--- Task objective ---
Rewrite the lines below with "bench leg" changed to "chair leg" and nothing else altered. Leave the pictures out of your answer.

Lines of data
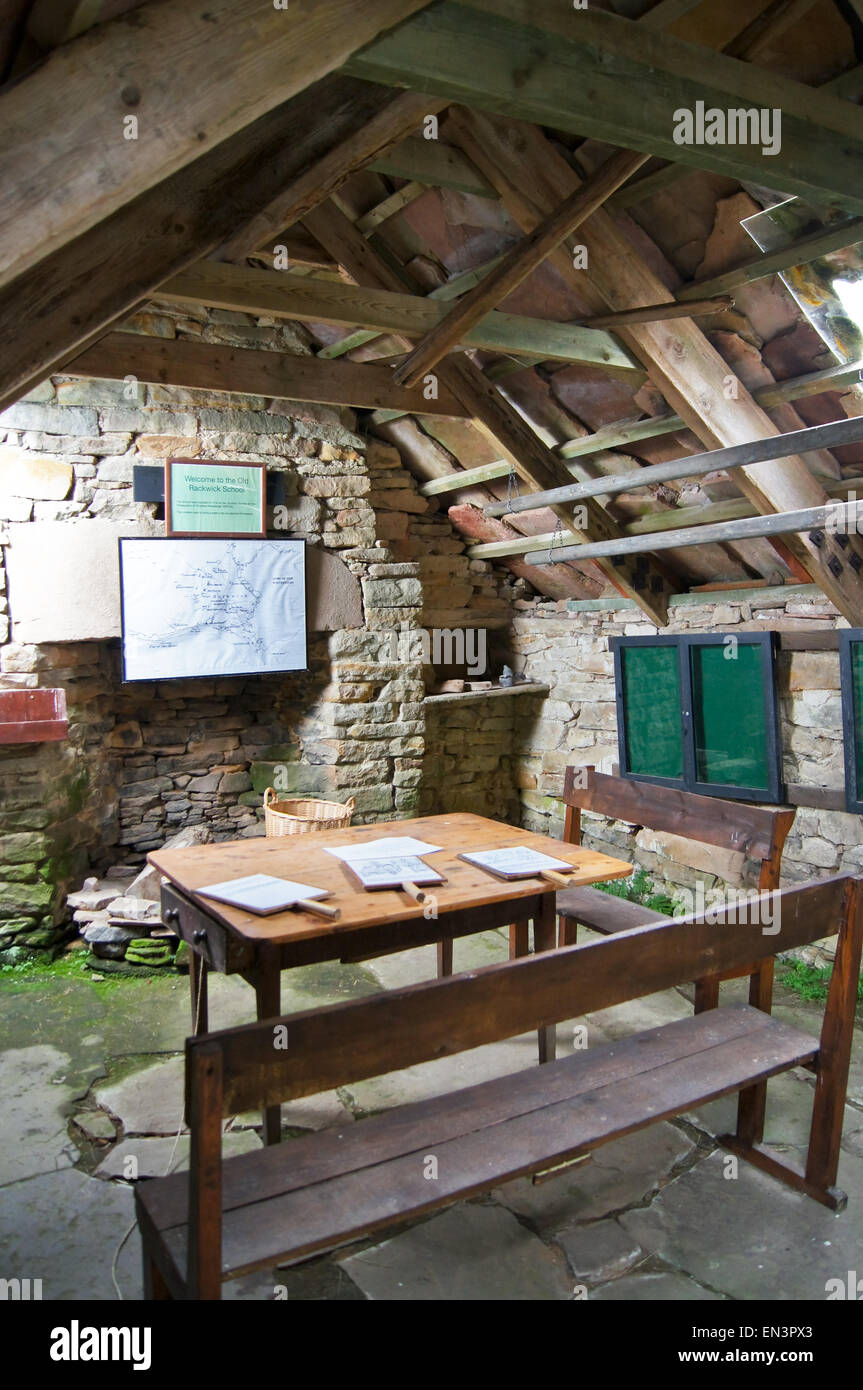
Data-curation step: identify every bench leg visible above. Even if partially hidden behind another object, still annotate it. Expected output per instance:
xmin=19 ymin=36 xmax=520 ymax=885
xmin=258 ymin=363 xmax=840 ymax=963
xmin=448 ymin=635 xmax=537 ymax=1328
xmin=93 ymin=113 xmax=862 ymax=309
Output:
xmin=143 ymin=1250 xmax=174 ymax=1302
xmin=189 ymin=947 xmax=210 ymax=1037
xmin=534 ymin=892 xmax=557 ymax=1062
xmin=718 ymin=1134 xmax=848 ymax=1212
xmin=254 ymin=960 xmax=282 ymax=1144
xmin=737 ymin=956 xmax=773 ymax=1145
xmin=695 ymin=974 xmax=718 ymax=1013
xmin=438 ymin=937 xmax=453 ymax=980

--- Solution to this exercise ---
Data-curation step: identify every chair leg visible above. Even if partially hidden behind another object, still annotate it. Expected output per instance:
xmin=19 ymin=36 xmax=520 ymax=885
xmin=258 ymin=363 xmax=840 ymax=963
xmin=448 ymin=635 xmax=537 ymax=1328
xmin=93 ymin=113 xmax=862 ymax=309
Output:
xmin=143 ymin=1250 xmax=174 ymax=1302
xmin=189 ymin=947 xmax=210 ymax=1037
xmin=534 ymin=892 xmax=557 ymax=1062
xmin=718 ymin=1134 xmax=848 ymax=1212
xmin=254 ymin=960 xmax=282 ymax=1144
xmin=737 ymin=956 xmax=773 ymax=1145
xmin=695 ymin=974 xmax=718 ymax=1013
xmin=438 ymin=937 xmax=453 ymax=980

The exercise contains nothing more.